--- Begin ---

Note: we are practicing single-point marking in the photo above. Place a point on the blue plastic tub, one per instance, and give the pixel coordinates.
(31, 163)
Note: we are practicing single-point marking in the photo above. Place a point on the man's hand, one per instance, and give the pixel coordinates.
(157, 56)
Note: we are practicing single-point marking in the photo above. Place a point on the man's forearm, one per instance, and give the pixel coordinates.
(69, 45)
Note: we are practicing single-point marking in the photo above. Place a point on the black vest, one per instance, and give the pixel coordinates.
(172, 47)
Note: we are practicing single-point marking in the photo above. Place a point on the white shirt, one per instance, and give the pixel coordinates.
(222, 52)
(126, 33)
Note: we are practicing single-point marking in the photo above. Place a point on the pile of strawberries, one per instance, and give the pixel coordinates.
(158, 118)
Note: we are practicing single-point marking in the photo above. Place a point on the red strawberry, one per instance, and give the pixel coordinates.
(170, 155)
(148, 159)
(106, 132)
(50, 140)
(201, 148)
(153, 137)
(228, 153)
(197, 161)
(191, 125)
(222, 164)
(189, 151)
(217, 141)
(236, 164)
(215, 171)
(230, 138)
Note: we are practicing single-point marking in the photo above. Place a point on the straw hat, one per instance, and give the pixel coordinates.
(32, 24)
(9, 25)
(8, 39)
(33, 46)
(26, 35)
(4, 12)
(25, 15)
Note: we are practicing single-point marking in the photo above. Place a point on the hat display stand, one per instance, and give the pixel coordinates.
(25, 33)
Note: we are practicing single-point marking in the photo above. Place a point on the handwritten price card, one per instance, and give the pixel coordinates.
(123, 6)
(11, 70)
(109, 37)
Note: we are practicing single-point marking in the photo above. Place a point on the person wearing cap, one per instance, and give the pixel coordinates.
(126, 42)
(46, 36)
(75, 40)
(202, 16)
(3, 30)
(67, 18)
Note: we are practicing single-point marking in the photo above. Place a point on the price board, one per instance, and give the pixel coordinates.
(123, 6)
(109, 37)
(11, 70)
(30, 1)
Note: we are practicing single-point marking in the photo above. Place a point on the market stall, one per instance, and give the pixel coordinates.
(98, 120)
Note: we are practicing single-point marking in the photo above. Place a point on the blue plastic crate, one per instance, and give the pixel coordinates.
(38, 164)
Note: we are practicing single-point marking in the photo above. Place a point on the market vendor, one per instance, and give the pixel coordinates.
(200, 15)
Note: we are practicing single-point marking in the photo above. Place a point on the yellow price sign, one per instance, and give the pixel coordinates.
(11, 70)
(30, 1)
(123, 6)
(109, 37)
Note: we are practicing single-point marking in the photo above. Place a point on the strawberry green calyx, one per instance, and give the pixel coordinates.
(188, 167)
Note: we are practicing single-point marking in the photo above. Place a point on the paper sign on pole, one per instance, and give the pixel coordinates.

--- End ---

◆ TASK TO COMPLETE
Please render the items above as a numbered list, leaving out any blank lines.

◆ TASK SOLUTION
1. Note: we are practicing single-point marking in the photo above. Place a point on the blue plastic tub, one per instance, and give the pixel coordinates.
2. (31, 163)
3. Note: we are practicing single-point marking in the photo above. Place a point on the man's hand, one per instance, and give the pixel coordinates.
4. (157, 56)
5. Note: we are practicing single-point marking in the photo above. Place a point on the man's forearm, one per instance, and give the pixel coordinates.
6. (69, 45)
7. Note: we are practicing single-point marking in the photo above. Place a point on the black vest, one per instance, and give the pixel coordinates.
8. (172, 47)
9. Note: we are practicing single-point marking in the photo above. Place a point on the white shirt, one per instance, and give the pixel coordinates.
10. (222, 52)
11. (126, 33)
12. Note: we are practicing single-point marking in the photo above. Place a point on the pile of strawberries, one per instance, and give the pixel coordinates.
13. (158, 118)
14. Note: we are practicing single-point marking in the photo above. Place a point on the red strawberry, one per instance, and give the pixel coordinates.
15. (170, 155)
16. (148, 159)
17. (106, 132)
18. (50, 140)
19. (201, 148)
20. (153, 137)
21. (228, 153)
22. (197, 161)
23. (191, 125)
24. (222, 164)
25. (189, 151)
26. (217, 141)
27. (236, 164)
28. (215, 171)
29. (230, 138)
30. Note: we are practicing single-point marking in the photo above. Place a point on the straw hat, one per instance, and give the pixel coordinates.
31. (32, 24)
32. (9, 25)
33. (8, 39)
34. (33, 46)
35. (26, 35)
36. (4, 12)
37. (25, 15)
38. Note: we are practicing single-point marking in the photo above. Place a point on the hat display stand, one per instance, and give the pixel coordinates.
39. (25, 33)
40. Note: we are practicing single-point marking in the photo above. Place a point on the handwritten price card, one per instance, and give the pixel coordinates.
41. (123, 6)
42. (11, 70)
43. (109, 37)
44. Note: we are practicing single-point marking in the photo above. Place a point on the person wearing cap, one per instance, and give the pixel coordinates.
45. (126, 42)
46. (46, 36)
47. (75, 40)
48. (202, 16)
49. (3, 30)
50. (67, 18)
51. Note: we are practicing single-point marking in the photo above. Place a point on the price board, one per instance, and give the pixel coordinates.
52. (123, 6)
53. (109, 37)
54. (11, 70)
55. (30, 1)
56. Note: we are practicing single-point marking in the photo above. Place a point on the market stall, one per instance, and give the pixel coordinates.
57. (98, 120)
58. Note: we are practicing single-point marking in the photo above. Place a point on the blue plastic crate, one per instance, and give the pixel coordinates.
59. (38, 164)
60. Note: we are practicing single-point marking in the photo above. Place a point on the market vendor, one per instance, and give the pixel coordinates.
61. (200, 15)
62. Note: we are practicing single-point marking in the photo above. Place a point on the yellow price sign, one per instance, and give the pixel coordinates.
63. (11, 70)
64. (30, 1)
65. (123, 6)
66. (109, 37)
67. Note: we are practicing single-point marking in the photo above. Place a point on the strawberry green calyx, one per instance, and give the pixel coordinates.
68. (188, 167)
69. Note: we are practicing single-point marking in the photo above. Place a point on the paper sign on pole, one per instance, and give the pixel coordinates.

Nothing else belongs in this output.